→ **REQUIREMENT**:
Repeat the data exactly, with every line included.

→ **PROVIDED MATERIAL**:

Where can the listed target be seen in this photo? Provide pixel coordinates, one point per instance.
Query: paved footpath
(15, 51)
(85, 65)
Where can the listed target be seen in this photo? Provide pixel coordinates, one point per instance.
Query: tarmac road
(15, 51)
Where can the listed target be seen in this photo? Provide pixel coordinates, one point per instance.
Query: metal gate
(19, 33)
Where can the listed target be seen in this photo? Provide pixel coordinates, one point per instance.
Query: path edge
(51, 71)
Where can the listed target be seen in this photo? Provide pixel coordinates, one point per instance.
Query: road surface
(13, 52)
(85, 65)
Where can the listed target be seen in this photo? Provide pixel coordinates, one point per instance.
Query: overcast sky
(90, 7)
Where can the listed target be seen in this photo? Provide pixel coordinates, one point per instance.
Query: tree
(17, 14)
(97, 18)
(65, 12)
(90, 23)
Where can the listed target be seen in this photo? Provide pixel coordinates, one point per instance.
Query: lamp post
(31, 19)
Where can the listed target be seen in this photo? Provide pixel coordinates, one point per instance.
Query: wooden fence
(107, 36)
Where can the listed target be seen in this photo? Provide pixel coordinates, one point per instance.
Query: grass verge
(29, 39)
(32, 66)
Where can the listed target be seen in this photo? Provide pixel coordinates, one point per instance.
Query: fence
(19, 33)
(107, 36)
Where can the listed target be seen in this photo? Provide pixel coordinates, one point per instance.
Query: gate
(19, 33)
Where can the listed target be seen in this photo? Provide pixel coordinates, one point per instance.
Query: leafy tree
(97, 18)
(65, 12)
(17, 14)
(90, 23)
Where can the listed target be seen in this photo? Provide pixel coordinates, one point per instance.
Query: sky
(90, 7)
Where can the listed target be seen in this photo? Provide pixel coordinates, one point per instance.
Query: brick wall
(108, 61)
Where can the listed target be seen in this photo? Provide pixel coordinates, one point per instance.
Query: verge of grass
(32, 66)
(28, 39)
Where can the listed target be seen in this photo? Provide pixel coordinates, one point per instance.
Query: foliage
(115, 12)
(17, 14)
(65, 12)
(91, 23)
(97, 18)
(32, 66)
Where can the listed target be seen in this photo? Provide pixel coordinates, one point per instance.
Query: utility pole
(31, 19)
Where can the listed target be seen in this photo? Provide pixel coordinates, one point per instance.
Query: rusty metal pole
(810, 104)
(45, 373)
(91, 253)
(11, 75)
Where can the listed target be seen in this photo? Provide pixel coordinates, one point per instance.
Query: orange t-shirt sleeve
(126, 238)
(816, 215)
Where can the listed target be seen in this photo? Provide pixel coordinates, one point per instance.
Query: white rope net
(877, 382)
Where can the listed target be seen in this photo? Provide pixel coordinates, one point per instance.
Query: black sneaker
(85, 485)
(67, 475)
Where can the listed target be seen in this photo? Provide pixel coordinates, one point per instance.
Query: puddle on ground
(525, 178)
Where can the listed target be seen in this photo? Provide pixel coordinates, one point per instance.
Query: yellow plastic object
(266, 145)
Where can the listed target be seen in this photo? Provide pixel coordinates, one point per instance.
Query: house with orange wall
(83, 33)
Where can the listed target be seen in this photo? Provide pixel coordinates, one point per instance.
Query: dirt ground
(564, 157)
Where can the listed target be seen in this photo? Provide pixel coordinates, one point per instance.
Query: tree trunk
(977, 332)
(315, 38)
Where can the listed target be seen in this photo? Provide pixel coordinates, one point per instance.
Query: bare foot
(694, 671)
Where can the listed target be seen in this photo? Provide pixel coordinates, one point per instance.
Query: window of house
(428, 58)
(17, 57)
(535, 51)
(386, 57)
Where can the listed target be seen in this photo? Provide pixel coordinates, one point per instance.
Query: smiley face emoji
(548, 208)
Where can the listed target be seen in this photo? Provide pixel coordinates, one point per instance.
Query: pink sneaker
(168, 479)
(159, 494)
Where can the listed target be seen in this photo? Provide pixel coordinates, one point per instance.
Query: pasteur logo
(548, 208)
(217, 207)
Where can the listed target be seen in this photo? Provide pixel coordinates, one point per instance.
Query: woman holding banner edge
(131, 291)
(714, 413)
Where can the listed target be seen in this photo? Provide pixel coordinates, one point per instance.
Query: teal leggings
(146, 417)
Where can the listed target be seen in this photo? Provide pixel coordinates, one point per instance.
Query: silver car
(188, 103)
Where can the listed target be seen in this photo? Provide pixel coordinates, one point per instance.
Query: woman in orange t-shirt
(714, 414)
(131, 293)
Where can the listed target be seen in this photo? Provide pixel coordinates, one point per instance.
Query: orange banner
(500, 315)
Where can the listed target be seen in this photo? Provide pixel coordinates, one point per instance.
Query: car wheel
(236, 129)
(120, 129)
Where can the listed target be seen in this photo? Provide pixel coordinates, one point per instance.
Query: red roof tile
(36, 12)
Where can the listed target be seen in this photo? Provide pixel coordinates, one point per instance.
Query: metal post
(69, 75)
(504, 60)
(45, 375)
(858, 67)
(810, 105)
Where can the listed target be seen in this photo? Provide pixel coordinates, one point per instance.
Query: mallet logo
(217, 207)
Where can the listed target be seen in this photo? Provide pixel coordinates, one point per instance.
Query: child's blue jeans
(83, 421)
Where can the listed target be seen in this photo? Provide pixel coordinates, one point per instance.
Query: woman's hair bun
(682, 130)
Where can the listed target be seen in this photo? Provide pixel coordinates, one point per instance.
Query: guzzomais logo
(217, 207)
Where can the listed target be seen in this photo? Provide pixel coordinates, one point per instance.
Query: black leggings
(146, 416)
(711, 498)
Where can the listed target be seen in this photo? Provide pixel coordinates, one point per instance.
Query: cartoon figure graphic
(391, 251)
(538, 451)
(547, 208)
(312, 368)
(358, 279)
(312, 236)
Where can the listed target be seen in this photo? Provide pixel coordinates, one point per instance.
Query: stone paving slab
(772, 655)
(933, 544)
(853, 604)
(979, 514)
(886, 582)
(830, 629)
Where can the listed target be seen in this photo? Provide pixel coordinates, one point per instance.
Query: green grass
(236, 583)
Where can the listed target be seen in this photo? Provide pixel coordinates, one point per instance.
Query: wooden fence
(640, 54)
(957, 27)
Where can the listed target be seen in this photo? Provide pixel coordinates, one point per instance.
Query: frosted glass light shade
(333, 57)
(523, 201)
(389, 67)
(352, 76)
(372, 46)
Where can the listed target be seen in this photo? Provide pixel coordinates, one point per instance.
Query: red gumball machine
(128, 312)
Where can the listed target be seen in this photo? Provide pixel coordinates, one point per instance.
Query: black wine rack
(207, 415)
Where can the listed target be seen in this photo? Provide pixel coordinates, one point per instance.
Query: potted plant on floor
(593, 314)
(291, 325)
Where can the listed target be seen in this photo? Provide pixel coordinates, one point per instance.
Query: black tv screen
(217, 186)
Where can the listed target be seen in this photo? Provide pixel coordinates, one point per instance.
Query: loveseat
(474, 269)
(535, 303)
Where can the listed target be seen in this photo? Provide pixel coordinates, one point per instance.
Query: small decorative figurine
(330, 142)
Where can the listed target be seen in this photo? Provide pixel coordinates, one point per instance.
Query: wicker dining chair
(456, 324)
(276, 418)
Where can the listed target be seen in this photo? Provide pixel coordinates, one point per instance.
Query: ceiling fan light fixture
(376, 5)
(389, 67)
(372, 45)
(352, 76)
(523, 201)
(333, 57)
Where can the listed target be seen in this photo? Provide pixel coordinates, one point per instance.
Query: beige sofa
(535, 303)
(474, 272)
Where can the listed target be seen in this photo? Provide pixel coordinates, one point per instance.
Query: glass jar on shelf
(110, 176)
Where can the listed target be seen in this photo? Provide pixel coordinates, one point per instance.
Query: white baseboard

→ **FINISHED TASK**:
Where can the listed target be seen in this photo? Provide pixel coordinates, one point per instance.
Query: paved footpath
(15, 51)
(85, 65)
Where can the listed target be seen in this photo? Provide pixel coordinates, one point per instance.
Query: tarmac road
(15, 51)
Where can the listed target be seen in this photo? Provide pixel coordinates, one point per instance.
Query: metal gate
(19, 33)
Where can the listed target be seen in this photo? Provide pixel coordinates, one point per instance.
Query: path edge
(51, 71)
Where can the listed target be seen in this photo? Provide pixel coordinates, one point per instance.
Query: road surface
(13, 52)
(85, 65)
Where can the listed target be seen in this photo? Provide pixel coordinates, one point per instance.
Query: overcast sky
(90, 7)
Where can the listed target be seen in this photo? Provide pixel coordinates, one point per instance.
Query: tree
(17, 14)
(97, 18)
(65, 12)
(90, 23)
Where can the listed target be seen in this photo? Provide pixel coordinates, one point per instance.
Query: lamp post
(31, 19)
Where can the listed target be seen in this photo? Provide pixel coordinates, one point per instance.
Query: wooden fence
(107, 36)
Where can the listed target be seen in this photo? Provide pixel coordinates, one point per instance.
Query: grass verge
(29, 39)
(32, 66)
Where can the listed target be seen in this photo? Provide pixel coordinates, one point per instance.
Query: fence
(19, 33)
(107, 36)
Where can the listed target be seen in this photo? Provide pixel coordinates, one point per instance.
Query: gate
(19, 33)
Where can the listed target be seen in this photo? Provide pixel coordinates, one point per instance.
Query: leafy tree
(97, 18)
(65, 12)
(17, 14)
(90, 23)
Where can the listed target be seen in this photo? Provide pixel coordinates, one point per instance.
Query: sky
(90, 7)
Where can the listed target be seen in this photo? Provide pixel coordinates, one point per instance.
Query: brick wall
(108, 61)
Where can the listed target be seen in this photo? Provide pixel coordinates, one point per instance.
Query: verge of grass
(32, 66)
(28, 39)
Where can the listed target be seen in this photo? Provide pixel coordinates, one point per instance.
Query: foliage
(115, 12)
(17, 14)
(65, 12)
(91, 23)
(97, 18)
(32, 66)
Where can the listed target be seen in this photo? Provide pixel coordinates, one point per instance.
Query: utility pole
(31, 19)
Where can the listed target be seen in this photo? Provide pixel coordinates, one point per instance.
Query: rusty metal pole
(810, 104)
(45, 373)
(91, 253)
(11, 75)
Where can the listed target be seen in this photo? Provide pixel coordinates, one point per instance.
Query: orange t-shirt sleeve
(126, 238)
(816, 215)
Where can the listed target be seen in this photo? Provide pixel coordinates, one point per instance.
Query: white rope net
(877, 382)
Where can the listed target be seen in this photo? Provide pixel coordinates, one point per instance.
Query: black sneaker
(85, 485)
(67, 475)
Where can the listed target be seen in this photo? Provide pixel coordinates, one point per instance.
Query: puddle on ground
(525, 178)
Where can the listed target be seen in this photo? Provide pixel coordinates, one point per instance.
Query: yellow plastic object
(266, 145)
Where can the listed target be seen in this photo? Provide pixel coordinates, one point per instance.
Query: house with orange wall
(83, 33)
Where can the listed target be seen in this photo? Provide pixel coordinates, one point per instance.
Query: dirt ground
(564, 157)
Where can the listed target be seen in this photo? Provide pixel coordinates, one point per instance.
Query: tree trunk
(977, 332)
(315, 38)
Where can the listed target be seen in this photo? Provide pixel coordinates, one point per instance.
Query: bare foot
(694, 671)
Where can the listed target be seen in this photo? Provide pixel coordinates, one point per instance.
Query: window of house
(428, 58)
(17, 57)
(535, 51)
(386, 57)
Where can the listed target be seen in this photo? Provide pixel coordinates, one point per instance.
Query: smiley face emoji
(548, 208)
Where can the listed target be seen in this photo? Provide pixel coordinates, one point per instance.
Query: pink sneaker
(168, 479)
(159, 494)
Where can the listed target be seen in this photo? Provide pixel coordinates, one point per instance.
Query: pasteur logo
(548, 208)
(217, 207)
Where can the listed target be seen in this photo? Provide pixel coordinates, one point per instance.
Query: woman holding banner edge
(131, 291)
(714, 413)
Where can the listed target be seen in this photo? Provide pixel coordinates, one point per instance.
Query: teal leggings
(146, 417)
Where can the listed target be seen in this photo? Provide pixel coordinates, one point per instance.
Query: silver car
(188, 103)
Where can the listed target be seen in this photo? Provide pixel coordinates, one point per instance.
Query: woman in orange t-shirt
(714, 414)
(131, 293)
Where can the listed target be seen in this photo? Provide pixel coordinates, one point per instance.
Query: orange banner
(500, 315)
Where can the listed target be seen in this photo? Provide pixel coordinates, one point per instance.
Query: car wheel
(236, 129)
(120, 129)
Where can the listed target be seen in this photo? Provide pixel coordinates, one point per instance.
Query: red roof tile
(36, 12)
Where can the listed target be seen in this photo? Provide pixel coordinates, one point per instance.
Query: metal post
(69, 75)
(504, 60)
(45, 375)
(858, 67)
(810, 105)
Where can the listed target be seen in this photo? Provide pixel coordinates, one point per instance.
Query: mallet logo
(217, 207)
Where can the listed target be seen in this photo? Provide pixel coordinates, one point per instance.
Query: child's blue jeans
(83, 421)
Where can the listed target be seen in this photo? Provide pixel coordinates, one point per instance.
Query: woman's hair bun
(682, 130)
Where can the listed target be seen in this photo? Provide pixel coordinates, one point per instance.
Query: guzzomais logo
(217, 207)
Where can the listed target be seen in this photo? Provide pixel coordinates, one point per instance.
Query: black leggings
(146, 416)
(711, 498)
Where can the listed target be seen in this photo? Provide pixel coordinates, one point per instance.
Query: cartoon figure graphic
(391, 251)
(538, 451)
(547, 208)
(312, 368)
(358, 279)
(312, 236)
Where can the listed target be seen in this photo? Provide pixel coordinates, one point per instance.
Query: stone paving slab
(772, 655)
(933, 544)
(853, 604)
(979, 514)
(886, 582)
(830, 629)
Where can the listed target be seen in this photo? Provide pixel coordinates, one point per instance.
Query: green grass
(236, 583)
Where can the listed target be seen in this photo? Provide pixel coordinates, one point per instance.
Query: wooden fence
(640, 54)
(957, 27)
Where can the listed target be seen in this photo? Provide pixel coordinates, one point per instance.
Query: frosted glass light shade
(333, 57)
(523, 201)
(389, 67)
(352, 76)
(372, 46)
Where can the listed target be seen in this photo? Provide pixel coordinates, one point per instance.
Query: red gumball machine
(128, 312)
Where can the listed target be seen in this photo? Provide pixel coordinates, one point per instance.
Query: black wine rack
(207, 415)
Where can the listed target be seen in this photo? Provide pixel coordinates, one point per instance.
Query: potted plant on floor
(593, 314)
(291, 325)
Where can the listed target be seen in this photo? Provide pixel coordinates, one point per instance.
Query: black tv screen
(217, 186)
Where can the listed target be seen in this photo? Provide pixel coordinates, one point per instance.
Query: loveseat
(474, 269)
(535, 303)
Where can the listed target be seen in this photo? Provide pixel coordinates, one point per instance.
Query: small decorative figurine
(330, 142)
Where can the listed target be seen in this photo? Provide pixel coordinates, one point per instance.
Query: wicker dining chair
(456, 324)
(276, 418)
Where can the listed target be seen in this photo? Provide pixel coordinates, one point per instance.
Query: ceiling fan light fixture
(376, 5)
(389, 67)
(372, 45)
(352, 76)
(523, 201)
(333, 57)
Where can the listed target be seen in this photo? Provide pixel coordinates, one point per instance.
Query: beige sofa
(535, 303)
(474, 272)
Where can the listed target be seen in this photo? Provide pixel coordinates, one point per instance.
Query: glass jar on shelf
(110, 176)
Where can the listed target be seen in this photo? Provide pixel coordinates, one point per instance.
Query: white baseboard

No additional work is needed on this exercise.